How many lines in the records below contain the string "tree"? Reply with the number alone.
-- start of LISTED ENTRIES --
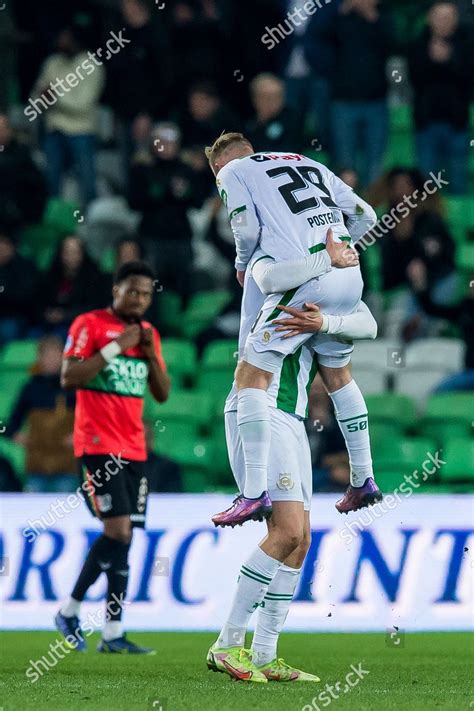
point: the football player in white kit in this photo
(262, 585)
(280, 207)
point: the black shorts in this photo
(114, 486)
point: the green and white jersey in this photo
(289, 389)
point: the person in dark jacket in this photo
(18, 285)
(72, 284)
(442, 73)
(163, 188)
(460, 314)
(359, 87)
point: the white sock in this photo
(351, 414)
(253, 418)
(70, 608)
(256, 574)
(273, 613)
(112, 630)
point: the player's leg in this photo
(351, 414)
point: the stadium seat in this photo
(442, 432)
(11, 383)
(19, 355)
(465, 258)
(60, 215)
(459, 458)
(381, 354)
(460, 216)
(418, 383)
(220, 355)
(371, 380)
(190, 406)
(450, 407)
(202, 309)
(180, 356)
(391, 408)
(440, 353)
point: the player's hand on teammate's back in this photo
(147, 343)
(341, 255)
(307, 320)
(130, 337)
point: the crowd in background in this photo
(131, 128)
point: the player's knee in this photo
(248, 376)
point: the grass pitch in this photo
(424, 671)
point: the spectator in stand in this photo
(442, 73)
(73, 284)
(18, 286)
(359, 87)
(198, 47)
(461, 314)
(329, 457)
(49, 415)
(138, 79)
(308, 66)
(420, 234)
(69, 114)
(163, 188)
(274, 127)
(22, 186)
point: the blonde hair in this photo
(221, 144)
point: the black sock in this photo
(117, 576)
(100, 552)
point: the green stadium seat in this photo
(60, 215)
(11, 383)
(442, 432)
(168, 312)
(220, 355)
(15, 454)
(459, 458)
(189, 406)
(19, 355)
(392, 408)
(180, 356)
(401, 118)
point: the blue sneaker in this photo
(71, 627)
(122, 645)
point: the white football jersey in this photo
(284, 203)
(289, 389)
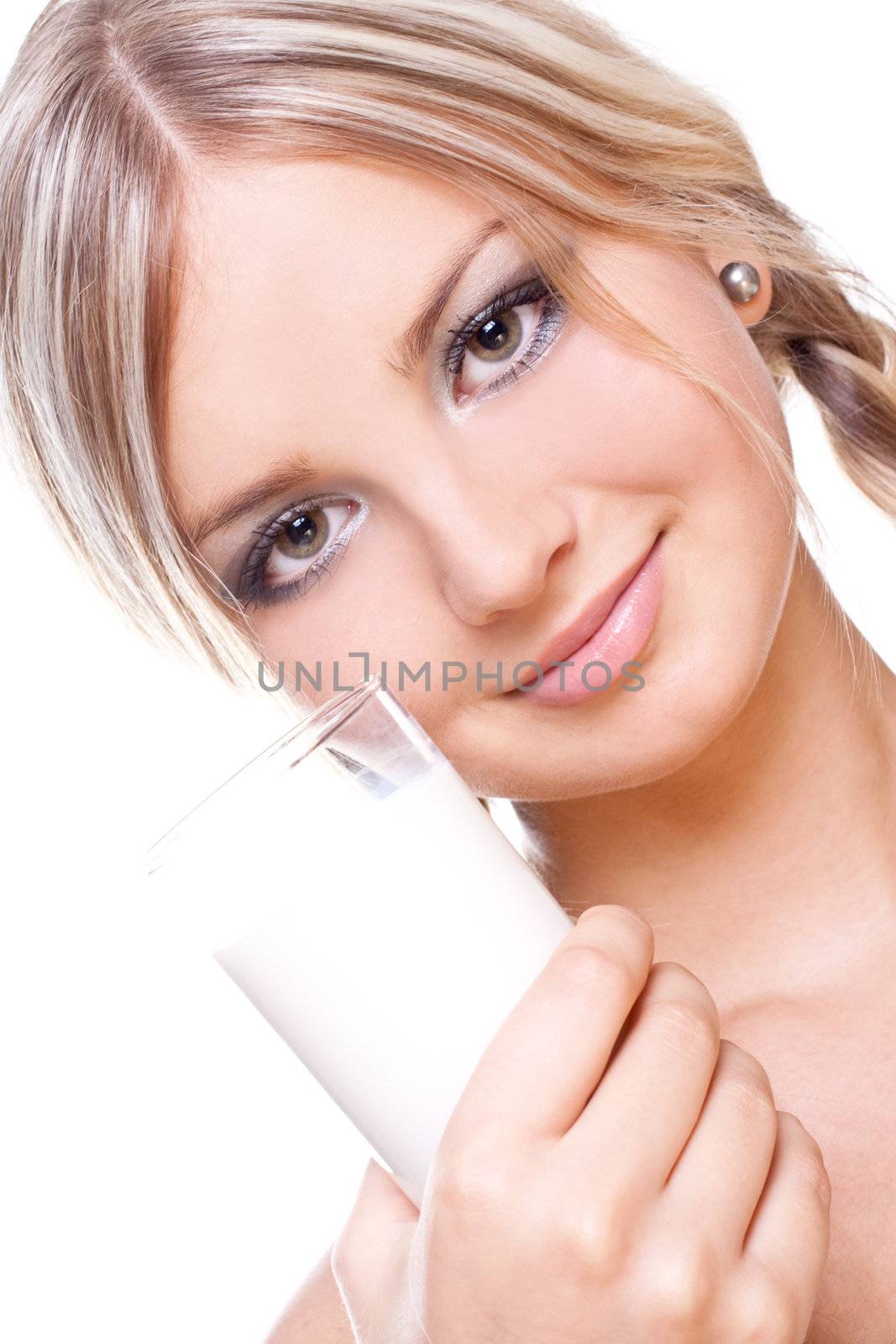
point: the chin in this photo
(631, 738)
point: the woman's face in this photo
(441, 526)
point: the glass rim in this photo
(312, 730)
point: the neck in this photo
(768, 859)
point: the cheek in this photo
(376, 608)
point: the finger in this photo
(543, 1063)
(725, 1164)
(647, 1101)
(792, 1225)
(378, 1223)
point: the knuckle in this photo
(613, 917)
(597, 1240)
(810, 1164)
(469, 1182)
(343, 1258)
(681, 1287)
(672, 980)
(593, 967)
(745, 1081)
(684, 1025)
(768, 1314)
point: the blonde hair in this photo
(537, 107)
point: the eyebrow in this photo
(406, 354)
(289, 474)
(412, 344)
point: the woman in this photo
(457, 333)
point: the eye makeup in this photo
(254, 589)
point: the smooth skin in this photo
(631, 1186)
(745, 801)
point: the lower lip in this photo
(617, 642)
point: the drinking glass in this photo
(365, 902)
-- end of LISTED ENTRIES --
-- start of LISTED ENTRIES --
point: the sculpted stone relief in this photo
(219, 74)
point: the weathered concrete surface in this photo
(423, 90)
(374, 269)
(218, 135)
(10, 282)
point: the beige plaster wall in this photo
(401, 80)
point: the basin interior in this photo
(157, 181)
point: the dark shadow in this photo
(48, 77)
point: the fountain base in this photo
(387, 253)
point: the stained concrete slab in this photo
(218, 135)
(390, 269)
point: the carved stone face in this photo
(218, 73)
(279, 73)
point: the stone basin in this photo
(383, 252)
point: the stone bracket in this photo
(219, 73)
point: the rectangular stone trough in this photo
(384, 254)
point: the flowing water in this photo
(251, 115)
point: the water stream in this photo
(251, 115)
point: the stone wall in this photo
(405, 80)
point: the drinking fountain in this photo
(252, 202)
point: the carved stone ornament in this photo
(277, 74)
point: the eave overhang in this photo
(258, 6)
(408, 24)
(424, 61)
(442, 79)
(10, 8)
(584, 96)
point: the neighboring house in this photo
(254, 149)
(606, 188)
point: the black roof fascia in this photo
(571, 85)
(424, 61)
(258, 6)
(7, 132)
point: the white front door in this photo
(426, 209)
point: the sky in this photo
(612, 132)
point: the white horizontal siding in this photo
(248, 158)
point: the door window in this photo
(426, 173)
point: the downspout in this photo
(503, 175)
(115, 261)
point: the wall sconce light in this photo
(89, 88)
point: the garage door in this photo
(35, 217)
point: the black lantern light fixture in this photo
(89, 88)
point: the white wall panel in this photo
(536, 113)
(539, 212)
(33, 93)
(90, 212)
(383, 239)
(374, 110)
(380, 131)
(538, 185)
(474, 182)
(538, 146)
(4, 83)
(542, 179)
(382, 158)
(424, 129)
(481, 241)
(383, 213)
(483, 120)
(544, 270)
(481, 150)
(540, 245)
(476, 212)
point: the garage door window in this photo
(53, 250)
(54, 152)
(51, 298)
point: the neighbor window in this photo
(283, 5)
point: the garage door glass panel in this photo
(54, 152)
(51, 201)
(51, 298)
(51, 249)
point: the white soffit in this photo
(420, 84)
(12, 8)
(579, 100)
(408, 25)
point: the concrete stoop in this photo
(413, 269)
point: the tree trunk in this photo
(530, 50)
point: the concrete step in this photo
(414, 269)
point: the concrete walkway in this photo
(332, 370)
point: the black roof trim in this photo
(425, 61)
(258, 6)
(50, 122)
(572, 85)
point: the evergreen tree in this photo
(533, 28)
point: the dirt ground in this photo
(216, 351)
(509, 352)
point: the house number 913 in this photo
-- end of LISTED ENTRIES --
**FINAL ANSWER:**
2